[START MATERIALS PROVIDED]

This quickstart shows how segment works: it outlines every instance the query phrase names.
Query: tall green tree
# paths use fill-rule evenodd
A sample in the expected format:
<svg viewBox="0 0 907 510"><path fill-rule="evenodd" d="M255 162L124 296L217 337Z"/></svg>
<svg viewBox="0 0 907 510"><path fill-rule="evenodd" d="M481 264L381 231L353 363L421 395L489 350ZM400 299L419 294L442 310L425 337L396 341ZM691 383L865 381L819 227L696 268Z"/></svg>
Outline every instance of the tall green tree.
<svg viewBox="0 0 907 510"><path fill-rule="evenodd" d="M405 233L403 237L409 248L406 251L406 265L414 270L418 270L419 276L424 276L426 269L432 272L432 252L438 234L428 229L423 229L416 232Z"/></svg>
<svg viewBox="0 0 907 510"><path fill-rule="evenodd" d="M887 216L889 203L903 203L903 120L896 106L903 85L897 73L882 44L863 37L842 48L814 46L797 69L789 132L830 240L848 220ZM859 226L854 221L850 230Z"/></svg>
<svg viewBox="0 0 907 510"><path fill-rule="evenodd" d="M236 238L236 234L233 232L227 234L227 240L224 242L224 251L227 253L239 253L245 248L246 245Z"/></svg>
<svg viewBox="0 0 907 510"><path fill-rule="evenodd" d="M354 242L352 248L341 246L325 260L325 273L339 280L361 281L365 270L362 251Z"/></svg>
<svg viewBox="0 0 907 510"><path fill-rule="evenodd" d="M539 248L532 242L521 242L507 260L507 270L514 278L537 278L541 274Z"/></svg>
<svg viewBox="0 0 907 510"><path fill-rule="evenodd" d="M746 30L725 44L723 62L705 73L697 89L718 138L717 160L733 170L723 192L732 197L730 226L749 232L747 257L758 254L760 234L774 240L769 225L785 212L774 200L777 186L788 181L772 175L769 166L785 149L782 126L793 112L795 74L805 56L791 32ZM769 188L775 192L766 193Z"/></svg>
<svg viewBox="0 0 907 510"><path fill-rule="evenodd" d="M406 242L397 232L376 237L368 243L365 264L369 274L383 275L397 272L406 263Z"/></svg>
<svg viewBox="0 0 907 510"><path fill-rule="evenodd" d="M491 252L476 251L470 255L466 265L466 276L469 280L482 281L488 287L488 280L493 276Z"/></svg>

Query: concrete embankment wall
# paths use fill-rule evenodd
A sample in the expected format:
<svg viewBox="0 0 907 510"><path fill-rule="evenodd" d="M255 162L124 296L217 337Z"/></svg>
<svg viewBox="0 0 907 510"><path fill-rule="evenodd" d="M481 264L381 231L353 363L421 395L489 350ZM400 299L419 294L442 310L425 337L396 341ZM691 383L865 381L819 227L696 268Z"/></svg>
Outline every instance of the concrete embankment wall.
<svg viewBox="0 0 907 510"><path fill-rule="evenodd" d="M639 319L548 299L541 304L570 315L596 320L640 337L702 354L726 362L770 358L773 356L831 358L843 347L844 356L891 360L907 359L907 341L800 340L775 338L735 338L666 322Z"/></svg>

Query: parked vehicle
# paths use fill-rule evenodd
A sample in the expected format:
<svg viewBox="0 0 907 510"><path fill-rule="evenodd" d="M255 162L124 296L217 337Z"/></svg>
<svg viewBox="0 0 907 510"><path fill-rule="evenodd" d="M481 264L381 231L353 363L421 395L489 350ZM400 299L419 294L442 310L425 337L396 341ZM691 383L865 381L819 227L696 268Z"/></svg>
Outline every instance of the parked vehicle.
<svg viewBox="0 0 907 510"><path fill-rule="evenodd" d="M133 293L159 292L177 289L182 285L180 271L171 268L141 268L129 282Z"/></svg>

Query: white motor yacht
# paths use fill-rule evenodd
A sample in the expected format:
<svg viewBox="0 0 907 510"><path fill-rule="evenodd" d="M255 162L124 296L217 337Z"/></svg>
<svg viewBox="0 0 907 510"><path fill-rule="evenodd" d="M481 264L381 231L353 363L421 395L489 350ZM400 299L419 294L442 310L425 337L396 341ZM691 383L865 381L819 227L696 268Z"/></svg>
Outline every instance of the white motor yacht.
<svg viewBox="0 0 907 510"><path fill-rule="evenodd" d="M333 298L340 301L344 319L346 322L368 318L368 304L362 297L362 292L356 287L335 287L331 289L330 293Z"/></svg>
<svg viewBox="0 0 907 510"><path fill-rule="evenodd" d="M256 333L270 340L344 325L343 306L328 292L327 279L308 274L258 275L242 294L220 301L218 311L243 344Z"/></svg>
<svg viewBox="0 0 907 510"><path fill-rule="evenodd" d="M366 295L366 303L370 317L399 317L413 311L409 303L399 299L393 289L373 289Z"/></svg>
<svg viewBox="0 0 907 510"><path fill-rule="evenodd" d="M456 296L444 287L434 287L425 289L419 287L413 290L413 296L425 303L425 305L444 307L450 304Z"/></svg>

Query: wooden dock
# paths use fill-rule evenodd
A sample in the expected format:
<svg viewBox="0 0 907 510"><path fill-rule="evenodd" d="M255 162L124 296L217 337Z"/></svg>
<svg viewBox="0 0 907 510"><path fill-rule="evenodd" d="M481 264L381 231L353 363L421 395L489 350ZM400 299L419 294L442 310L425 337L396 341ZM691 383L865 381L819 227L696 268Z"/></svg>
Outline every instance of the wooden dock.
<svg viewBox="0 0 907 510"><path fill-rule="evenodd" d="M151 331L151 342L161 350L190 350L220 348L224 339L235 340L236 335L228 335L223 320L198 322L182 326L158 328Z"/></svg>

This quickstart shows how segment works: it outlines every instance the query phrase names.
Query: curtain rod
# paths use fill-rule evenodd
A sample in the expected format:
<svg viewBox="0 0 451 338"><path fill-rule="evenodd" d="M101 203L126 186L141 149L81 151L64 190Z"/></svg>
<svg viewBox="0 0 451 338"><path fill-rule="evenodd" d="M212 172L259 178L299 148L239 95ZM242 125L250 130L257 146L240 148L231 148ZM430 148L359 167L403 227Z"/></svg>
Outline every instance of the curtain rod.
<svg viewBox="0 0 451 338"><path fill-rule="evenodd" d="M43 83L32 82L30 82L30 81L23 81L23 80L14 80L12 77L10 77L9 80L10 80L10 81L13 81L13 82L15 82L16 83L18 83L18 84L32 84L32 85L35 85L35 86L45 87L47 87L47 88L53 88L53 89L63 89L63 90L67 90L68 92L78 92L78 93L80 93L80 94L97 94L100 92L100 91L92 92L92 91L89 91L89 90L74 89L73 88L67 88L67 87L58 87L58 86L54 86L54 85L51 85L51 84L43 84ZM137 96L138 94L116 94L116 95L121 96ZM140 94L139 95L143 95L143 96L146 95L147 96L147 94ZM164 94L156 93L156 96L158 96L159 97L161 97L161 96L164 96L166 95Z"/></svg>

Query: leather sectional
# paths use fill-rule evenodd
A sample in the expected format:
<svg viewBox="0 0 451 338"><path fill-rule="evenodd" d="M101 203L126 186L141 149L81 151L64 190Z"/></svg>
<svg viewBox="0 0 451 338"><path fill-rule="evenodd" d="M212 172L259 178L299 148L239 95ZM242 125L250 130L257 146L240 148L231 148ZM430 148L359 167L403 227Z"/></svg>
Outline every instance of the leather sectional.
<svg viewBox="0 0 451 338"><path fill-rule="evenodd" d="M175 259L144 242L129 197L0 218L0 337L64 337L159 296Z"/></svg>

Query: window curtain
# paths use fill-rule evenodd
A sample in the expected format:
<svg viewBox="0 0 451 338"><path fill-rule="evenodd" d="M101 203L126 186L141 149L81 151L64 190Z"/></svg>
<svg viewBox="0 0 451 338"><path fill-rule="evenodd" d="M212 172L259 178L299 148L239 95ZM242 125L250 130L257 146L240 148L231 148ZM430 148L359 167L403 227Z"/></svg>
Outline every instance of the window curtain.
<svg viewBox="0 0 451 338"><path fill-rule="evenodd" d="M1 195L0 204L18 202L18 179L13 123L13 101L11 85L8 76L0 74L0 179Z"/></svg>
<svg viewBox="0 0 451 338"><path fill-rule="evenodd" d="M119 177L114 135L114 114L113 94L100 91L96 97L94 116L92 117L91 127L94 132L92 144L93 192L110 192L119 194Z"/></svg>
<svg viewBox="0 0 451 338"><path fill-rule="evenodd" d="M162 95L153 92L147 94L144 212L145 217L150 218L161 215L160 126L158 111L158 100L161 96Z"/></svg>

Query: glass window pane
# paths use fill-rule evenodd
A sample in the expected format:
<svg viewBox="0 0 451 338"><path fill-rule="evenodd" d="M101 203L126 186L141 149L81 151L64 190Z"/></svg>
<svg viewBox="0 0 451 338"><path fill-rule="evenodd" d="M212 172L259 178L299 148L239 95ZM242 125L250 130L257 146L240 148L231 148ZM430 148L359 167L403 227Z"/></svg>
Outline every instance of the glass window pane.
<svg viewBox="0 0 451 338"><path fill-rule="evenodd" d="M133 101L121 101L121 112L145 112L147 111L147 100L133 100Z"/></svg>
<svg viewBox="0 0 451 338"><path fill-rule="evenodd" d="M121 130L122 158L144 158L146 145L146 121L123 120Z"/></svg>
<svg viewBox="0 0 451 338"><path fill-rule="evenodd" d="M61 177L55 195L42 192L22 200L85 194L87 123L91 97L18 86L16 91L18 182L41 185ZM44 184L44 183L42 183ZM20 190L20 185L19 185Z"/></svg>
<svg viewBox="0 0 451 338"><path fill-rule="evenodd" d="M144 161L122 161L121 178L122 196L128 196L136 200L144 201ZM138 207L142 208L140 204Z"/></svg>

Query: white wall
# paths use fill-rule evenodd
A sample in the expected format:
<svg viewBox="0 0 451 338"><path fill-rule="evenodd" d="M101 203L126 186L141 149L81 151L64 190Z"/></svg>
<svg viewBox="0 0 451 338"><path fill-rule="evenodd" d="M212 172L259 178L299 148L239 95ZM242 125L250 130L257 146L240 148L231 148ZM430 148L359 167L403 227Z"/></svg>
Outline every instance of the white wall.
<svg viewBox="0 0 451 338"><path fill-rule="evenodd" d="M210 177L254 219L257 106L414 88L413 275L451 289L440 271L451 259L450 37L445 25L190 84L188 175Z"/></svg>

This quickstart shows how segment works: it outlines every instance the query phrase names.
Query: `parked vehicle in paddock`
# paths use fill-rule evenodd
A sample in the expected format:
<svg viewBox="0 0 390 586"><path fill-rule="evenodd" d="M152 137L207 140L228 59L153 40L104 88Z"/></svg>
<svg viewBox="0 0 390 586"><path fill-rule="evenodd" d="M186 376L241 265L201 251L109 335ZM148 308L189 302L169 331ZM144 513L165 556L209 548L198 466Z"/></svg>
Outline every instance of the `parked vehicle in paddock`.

[END MATERIALS PROVIDED]

▶ _EXERCISE DIRECTIONS_:
Reproduce the material from the line with "Query: wooden dock" to the line with "Outline every instance of the wooden dock.", both included, unchanged.

▶ _THE ANSWER_:
Query: wooden dock
# paths use fill-rule evenodd
A sample in the expected format:
<svg viewBox="0 0 907 510"><path fill-rule="evenodd" d="M255 162L124 296L217 337Z"/></svg>
<svg viewBox="0 0 907 510"><path fill-rule="evenodd" d="M481 264L381 231L353 363L421 395L489 350ZM400 299L419 294L442 310L425 337L396 341ZM691 383L865 381L819 227L696 268Z"/></svg>
Outline every instance of the wooden dock.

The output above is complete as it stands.